### Exercise 1
Answer these questions from the stretch sleeve label patent text:
(a) What is the serial number of the U.S. provisional application to which priority is claimed?
(b) According to claim 8, what shape do the first and second points of weakness form?
(c) What are the two general stages of the traditional delabeling process?
### Exercise 2
In the stretch sleeve label patent text, take the part that opens with the words "BACKGROUND OF THE" and closes with "with recyclable containers.". Rewrite it with "recyclable containers" swapped for "reusable containers".

### Document section
** Start **

1. A stretch sleeve label for attachment to a container, comprising: a first point of weakness configured to facilitate removal of said label from said container.

2. The stretch sleeve label of claim 1, wherein said first point of weakness comprises a first perforated line positioned at an angle not parallel to nor perpendicular to the horizontal.

3. The stretch sleeve label of claim 2, wherein said first perforated line is positioned at a gentle angle from horizontal.

4. The stretch sleeve label of claim 2, further comprising a second point of weakness, wherein said second point of weakness comprises a second perforated line.

5. The stretch sleeve label of claim 4, wherein said first point of weakness and said second point of weakness are positioned substantially in the shape of a “V.”

6. The stretch sleeve label of claim 4, wherein said first point of weakness and said second point of weakness are positioned substantially in the shape of an inverted “V.”

7. The stretch sleeve label of claim 4, wherein said first point of weakness and said second point of weakness are positioned substantially in the shape of a sideways “V.”

8. The stretch sleeve label of claim 4, wherein said first point of weakness and said second point of weakness are positioned substantially in the shape of an open-ended diamond.

9. The stretch sleeve label of claim 2, wherein said first perforated line does not reach from the top of said label to the bottom of said label.

Description:

PRIORITY

This application claims priority to U.S. provisional application Ser. No. 60/989,648, filed Nov. 21, 2007.

BACKGROUND OF THE INVENTION

The present invention relates in general to products and methods for improving recycling efforts and in particular to labels used in connection with recyclable containers.

Commercial recycling of post-consumer plastic bottles and like containers typically involves the removal of labels from the bottles before the bottles can be further processed for re-use. Labeled bottles usually arrive at a processing facility in the form of large compacted bales that contain many contaminants, such as labels, caps, cap rings, foil and dirt. These contaminants must be separated from the bottle before the plastic from the bottle can be recycled. The labels, whether made of plastic, paper or other material, are almost always glued to the bottles. The presence of substantial amounts of glue securing the label to the bottle presents the need for an expensive and time-intensive delabeling process. The traditional delabeling process typically has two general stages: the first is the loosening and/or releasing of labels from a stream of bottles; and the second is the separation and removal of the labels from the stream of bottles.

** End **

### Supplied information
** Start **

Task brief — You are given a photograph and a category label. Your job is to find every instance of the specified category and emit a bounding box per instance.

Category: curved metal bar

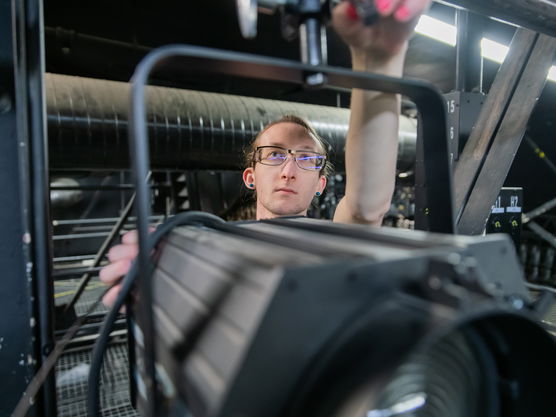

** End **

### Right answer 1
(a) Ser. No. 60/989,648.
(b) Substantially an open-ended diamond.
(c) First, the loosening and/or releasing of labels from a stream of bottles. Second, the separation and removal of the labels from the stream of bottles.

### Right answer 2
BACKGROUND OF THE INVENTION

The present invention relates in general to products and methods for improving recycling efforts and in particular to labels used in connection with reusable containers.